§ **PROBLEM DETAILS**:
Your copy starts at the line containing "# output is" and ends at the last line of the material below. Reproduce those lines exactly, with no pictures.
——————————
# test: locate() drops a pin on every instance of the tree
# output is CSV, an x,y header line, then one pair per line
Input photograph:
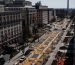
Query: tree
x,y
2,61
——————————
§ **EXERCISE ANSWER**:
# output is CSV, an x,y header line, then one pair per line
Input photograph:
Query: tree
x,y
2,61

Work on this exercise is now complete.